Edit the page text starting at the words "Fixed wireless broadband is" and ending after "reality, IoT and AI.", replacing "milliseconds" with "ms".
** Page text follows **
Fixed wireless broadband is an alternative to 5G cellular, providing internet access and 5G services to users in areas without fiber optic internet infrastructure. Users get access through receivers that internet service providers install in fixed locations, such as offices and homes. For fixed wireless to work, the receiver can be no farther than about 10 miles from the service provider's tower.

Latency 

Network latency refers to the amount of delay or time it takes for packets to travel between points. Latency is a key difference between 4G and 5G. 4G offers latency of 60 to 98 milliseconds and 5G promises latencies as low as 3 ms. Ultralow latency enables users to experience real-time communication, including reliable audio and video streaming, and is expected to facilitate the delivery of virtual reality, IoT and AI.

LTE

LTE is a 4G wireless standard that set the groundwork for 5G technology. It offers increased capacity and speed, as well as high peak data transfer rates. 3GPP developed the specification in 2008 to unify global wireless broadband standards. LTE supports various types of traffic, including voice, video and messaging.
** End of Page text **
** Information shown follows **
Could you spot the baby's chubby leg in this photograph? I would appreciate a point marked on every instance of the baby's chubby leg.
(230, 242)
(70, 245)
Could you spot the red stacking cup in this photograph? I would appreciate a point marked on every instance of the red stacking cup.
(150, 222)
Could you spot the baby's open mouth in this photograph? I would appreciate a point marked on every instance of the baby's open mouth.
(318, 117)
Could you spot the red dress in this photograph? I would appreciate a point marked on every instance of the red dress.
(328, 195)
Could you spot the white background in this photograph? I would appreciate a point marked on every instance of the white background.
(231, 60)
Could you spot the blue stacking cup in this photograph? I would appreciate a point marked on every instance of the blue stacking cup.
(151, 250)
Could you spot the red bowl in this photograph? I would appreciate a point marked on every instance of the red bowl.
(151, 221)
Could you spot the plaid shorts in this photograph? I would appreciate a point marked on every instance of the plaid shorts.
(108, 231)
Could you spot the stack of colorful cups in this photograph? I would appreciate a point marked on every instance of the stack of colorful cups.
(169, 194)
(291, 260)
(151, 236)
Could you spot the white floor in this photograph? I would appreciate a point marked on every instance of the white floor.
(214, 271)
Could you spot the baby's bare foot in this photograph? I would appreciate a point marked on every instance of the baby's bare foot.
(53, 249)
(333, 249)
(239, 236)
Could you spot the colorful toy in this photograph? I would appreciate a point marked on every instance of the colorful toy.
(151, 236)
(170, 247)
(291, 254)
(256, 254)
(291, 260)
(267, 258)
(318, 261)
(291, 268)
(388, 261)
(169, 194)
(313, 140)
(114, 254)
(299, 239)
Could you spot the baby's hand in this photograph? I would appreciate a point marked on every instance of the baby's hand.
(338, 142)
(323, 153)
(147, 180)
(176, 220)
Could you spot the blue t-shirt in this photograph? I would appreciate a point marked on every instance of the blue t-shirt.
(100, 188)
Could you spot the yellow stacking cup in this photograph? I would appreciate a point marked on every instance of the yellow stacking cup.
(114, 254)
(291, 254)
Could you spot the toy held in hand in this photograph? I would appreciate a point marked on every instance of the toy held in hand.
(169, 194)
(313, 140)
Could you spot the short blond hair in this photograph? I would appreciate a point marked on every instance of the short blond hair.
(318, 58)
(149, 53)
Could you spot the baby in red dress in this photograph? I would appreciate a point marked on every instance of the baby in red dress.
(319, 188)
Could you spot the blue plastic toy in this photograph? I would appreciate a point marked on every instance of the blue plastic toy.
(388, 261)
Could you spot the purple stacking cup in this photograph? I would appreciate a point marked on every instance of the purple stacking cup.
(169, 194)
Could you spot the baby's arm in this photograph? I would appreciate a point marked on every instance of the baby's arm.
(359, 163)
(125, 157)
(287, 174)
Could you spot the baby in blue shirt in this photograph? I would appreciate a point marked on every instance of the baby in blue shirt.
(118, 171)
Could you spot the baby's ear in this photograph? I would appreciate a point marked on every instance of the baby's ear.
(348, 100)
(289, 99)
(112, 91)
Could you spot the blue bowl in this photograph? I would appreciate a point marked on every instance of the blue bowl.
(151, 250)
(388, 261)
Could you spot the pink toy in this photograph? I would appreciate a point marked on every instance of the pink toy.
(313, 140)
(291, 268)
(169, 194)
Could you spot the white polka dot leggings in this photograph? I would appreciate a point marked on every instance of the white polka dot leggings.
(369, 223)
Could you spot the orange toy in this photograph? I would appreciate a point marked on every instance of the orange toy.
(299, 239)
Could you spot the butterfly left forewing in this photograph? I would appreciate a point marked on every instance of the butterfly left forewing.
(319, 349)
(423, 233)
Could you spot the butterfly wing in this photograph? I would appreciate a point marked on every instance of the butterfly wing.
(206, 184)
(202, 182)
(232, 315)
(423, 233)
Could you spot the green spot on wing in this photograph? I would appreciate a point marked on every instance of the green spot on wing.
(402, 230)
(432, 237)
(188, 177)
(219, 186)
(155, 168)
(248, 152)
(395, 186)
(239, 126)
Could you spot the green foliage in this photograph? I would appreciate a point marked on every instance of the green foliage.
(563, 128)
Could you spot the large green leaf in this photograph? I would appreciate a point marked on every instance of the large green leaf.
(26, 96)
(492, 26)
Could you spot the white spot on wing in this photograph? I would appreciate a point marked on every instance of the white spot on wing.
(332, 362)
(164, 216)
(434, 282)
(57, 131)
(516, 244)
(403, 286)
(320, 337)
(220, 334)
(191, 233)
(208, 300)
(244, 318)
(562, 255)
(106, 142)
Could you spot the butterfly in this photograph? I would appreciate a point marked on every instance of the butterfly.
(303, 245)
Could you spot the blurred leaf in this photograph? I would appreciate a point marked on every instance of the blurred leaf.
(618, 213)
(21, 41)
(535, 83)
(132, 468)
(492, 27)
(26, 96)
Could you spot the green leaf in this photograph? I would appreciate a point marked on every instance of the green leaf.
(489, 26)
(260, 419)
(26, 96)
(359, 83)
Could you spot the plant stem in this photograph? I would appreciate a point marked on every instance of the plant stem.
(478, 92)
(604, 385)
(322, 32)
** End of Information shown **
### Exercise solution
Fixed wireless broadband is an alternative to 5G cellular, providing internet access and 5G services to users in areas without fiber optic internet infrastructure. Users get access through receivers that internet service providers install in fixed locations, such as offices and homes. For fixed wireless to work, the receiver can be no farther than about 10 miles from the service provider's tower.

Latency 

Network latency refers to the amount of delay or time it takes for packets to travel between points. Latency is a key difference between 4G and 5G. 4G offers latency of 60 to 98 ms and 5G promises latencies as low as 3 ms. Ultralow latency enables users to experience real-time communication, including reliable audio and video streaming, and is expected to facilitate the delivery of virtual reality, IoT and AI.